# SOURCE RECORDS
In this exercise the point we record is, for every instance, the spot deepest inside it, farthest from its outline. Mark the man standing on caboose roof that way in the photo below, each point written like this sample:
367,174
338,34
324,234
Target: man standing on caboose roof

# WORK INSTRUCTIONS
Copy every line of the records above word for word, with no changes.

# RESPONSE TO THE EXERCISE
In this exercise the point we record is, for every instance, the spot deepest inside it, farthest from its outline. Mark the man standing on caboose roof that way in the photo below, each point written like this sample:
367,174
338,34
324,234
Target: man standing on caboose roof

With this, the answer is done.